Start of Materials provided

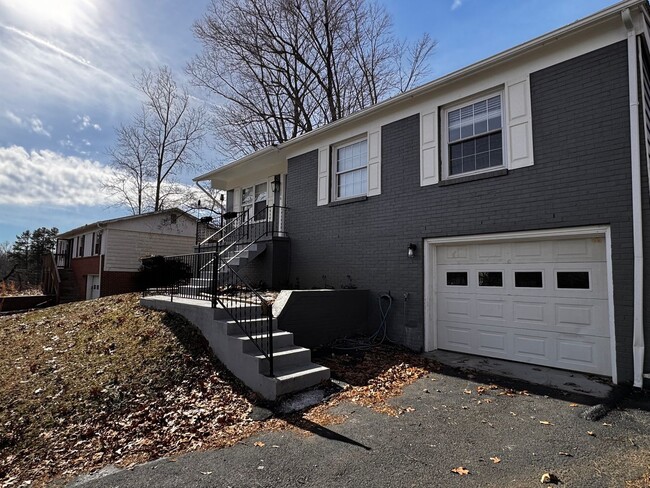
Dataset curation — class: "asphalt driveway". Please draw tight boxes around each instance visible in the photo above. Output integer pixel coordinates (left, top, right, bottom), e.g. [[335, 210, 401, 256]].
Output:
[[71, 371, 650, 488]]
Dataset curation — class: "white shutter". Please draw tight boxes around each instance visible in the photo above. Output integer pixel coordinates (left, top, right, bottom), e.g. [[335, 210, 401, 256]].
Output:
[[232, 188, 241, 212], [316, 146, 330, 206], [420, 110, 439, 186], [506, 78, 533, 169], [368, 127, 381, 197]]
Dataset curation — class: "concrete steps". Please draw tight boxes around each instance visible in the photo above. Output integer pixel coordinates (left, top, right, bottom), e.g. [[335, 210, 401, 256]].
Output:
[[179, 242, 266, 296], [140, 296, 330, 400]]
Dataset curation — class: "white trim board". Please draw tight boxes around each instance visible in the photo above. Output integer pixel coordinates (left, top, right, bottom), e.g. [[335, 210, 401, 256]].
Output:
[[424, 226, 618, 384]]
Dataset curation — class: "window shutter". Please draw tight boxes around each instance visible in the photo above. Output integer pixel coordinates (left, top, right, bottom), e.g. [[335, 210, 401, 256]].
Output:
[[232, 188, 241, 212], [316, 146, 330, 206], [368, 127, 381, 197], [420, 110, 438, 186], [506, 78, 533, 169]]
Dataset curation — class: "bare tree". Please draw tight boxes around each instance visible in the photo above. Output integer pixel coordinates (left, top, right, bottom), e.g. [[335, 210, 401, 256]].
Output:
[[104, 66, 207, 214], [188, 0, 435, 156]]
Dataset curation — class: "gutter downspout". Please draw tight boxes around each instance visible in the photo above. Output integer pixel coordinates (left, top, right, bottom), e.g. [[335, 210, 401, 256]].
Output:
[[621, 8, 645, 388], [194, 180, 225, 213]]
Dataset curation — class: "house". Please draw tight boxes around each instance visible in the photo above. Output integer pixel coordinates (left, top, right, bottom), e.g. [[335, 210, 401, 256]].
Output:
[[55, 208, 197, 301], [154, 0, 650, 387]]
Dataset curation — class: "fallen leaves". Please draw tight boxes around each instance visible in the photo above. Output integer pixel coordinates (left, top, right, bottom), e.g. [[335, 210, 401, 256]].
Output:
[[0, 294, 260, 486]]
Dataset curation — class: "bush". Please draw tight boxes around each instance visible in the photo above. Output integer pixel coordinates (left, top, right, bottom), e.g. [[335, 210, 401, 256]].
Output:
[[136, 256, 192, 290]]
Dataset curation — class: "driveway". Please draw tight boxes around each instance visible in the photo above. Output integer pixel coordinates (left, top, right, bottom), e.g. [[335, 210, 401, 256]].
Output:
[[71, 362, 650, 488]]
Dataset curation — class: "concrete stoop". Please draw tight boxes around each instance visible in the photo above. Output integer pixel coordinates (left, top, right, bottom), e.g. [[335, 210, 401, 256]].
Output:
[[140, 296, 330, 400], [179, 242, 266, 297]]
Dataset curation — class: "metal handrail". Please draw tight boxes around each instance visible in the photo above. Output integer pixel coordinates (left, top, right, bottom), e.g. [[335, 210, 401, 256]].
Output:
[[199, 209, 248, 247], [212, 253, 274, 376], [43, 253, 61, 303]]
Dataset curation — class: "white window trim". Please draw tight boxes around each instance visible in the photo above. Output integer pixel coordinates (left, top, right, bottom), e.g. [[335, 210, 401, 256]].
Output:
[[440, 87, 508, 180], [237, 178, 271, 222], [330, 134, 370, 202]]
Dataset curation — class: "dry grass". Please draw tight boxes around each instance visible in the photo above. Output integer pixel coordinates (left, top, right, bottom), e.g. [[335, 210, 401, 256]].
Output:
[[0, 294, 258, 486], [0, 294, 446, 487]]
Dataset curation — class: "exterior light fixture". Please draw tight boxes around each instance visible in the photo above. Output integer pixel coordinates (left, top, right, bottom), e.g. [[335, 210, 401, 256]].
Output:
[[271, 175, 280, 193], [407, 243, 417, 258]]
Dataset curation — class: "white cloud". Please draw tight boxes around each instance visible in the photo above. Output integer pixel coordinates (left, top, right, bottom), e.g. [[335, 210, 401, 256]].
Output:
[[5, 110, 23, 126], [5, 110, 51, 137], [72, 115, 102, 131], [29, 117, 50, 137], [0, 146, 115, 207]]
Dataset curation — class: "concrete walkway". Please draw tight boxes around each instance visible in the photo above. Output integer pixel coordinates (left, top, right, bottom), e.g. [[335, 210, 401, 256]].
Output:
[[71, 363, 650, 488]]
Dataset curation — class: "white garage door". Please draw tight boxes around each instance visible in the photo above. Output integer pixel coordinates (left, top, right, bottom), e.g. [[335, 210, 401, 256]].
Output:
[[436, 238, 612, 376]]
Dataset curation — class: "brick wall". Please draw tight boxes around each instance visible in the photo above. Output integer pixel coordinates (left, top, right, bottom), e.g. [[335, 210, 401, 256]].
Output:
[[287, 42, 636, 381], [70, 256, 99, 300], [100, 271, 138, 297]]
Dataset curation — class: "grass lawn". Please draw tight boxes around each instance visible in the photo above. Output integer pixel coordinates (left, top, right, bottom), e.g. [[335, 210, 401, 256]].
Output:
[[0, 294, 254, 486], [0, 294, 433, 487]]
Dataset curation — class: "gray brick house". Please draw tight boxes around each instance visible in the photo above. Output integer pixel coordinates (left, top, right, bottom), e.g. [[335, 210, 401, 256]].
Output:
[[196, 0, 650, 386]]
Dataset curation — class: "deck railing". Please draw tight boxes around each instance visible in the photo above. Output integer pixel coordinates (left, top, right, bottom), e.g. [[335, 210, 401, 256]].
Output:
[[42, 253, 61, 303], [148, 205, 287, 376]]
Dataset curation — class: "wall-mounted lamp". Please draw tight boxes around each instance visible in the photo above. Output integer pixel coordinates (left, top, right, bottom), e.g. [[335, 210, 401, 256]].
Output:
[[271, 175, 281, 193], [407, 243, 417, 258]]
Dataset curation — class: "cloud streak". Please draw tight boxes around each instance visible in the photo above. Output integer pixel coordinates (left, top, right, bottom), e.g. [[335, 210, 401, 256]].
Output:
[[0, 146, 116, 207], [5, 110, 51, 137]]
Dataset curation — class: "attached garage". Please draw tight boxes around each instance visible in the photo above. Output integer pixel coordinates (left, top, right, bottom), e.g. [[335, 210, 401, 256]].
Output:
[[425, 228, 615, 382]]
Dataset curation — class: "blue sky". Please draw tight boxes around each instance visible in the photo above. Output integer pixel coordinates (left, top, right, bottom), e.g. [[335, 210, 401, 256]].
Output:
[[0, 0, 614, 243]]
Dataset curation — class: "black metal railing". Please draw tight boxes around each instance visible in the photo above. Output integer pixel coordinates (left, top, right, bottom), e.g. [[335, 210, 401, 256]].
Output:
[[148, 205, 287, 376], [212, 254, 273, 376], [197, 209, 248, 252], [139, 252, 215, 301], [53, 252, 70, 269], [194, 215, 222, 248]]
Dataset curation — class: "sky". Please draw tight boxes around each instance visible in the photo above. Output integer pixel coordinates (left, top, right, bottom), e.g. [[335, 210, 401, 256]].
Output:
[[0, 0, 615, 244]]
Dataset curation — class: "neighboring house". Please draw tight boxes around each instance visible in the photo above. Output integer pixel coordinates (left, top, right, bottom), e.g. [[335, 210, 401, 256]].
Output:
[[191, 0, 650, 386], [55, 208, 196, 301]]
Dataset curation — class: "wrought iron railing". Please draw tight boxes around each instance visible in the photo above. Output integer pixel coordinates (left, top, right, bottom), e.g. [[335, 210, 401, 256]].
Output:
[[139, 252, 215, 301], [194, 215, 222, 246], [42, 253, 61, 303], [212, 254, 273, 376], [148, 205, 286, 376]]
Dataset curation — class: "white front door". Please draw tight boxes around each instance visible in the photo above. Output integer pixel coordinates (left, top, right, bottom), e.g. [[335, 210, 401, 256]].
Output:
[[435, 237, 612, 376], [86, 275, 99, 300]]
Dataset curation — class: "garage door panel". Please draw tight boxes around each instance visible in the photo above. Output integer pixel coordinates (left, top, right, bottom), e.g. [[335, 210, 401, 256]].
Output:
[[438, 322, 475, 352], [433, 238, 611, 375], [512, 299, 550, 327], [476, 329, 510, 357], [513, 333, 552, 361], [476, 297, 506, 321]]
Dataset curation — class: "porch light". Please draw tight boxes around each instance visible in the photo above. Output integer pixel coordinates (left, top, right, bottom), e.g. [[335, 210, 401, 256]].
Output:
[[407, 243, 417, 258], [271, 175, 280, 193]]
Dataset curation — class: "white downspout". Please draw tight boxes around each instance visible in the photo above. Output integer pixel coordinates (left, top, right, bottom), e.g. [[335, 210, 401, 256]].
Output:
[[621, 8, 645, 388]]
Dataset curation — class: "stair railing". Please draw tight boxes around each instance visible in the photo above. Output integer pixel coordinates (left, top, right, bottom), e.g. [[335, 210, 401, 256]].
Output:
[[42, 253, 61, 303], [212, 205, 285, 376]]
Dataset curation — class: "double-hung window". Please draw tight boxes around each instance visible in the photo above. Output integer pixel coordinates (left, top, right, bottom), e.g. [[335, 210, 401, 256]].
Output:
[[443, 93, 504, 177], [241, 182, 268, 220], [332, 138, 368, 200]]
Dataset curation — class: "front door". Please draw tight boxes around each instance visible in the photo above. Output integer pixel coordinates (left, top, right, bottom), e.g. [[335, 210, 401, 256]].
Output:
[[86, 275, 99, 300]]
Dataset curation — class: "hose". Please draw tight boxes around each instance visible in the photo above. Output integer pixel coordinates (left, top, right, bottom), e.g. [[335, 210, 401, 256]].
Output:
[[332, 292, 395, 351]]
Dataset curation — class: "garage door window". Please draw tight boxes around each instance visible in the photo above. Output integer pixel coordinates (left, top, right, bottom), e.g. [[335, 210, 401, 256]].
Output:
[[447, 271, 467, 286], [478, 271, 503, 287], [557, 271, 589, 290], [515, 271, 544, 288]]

End of Materials provided

Written task → Format the lines from the start of the listing up to and including the line containing "78, 533, 169]]" as a numbered list, skipping any blank lines and leaving out the pictures.

Result of this task →
1. Dataset curation — class: "asphalt driveway". Please draw tight boxes around each instance visible in the photo above. Output integer pixel coordinates (left, top, right, bottom), e.g. [[335, 210, 401, 256]].
2. Output:
3. [[71, 371, 650, 488]]
4. Dataset curation — class: "white shutter". Please draw tight boxes around each instance visible in the photo above. Output integer pixel coordinates (left, top, right, bottom), e.g. [[335, 210, 401, 256]].
5. Output:
6. [[232, 188, 241, 212], [316, 146, 330, 206], [420, 110, 439, 186], [506, 78, 533, 169], [368, 127, 381, 197]]
7. Dataset curation — class: "concrete steps". Please draw tight boxes around each instance visible in the photo above. Output integer pixel coordinates (left, top, right, bottom), e.g. [[335, 210, 401, 256]].
8. Output:
9. [[179, 242, 266, 296], [140, 296, 330, 400]]
10. Dataset curation — class: "white trim board". Please draw tight boxes around each instance visible in the photo above. Output integer pixel coordinates (left, top, right, bottom), e.g. [[335, 210, 401, 256]].
11. Output:
12. [[424, 226, 618, 384]]
13. Dataset curation — class: "window shutter". Please draw tight boxes around each instance visible in the photo above. Output integer pixel coordinates (left, top, right, bottom), e.g. [[335, 210, 401, 256]].
14. Output:
15. [[232, 188, 241, 212], [316, 146, 330, 206], [368, 127, 381, 197], [420, 110, 438, 186], [506, 78, 533, 169]]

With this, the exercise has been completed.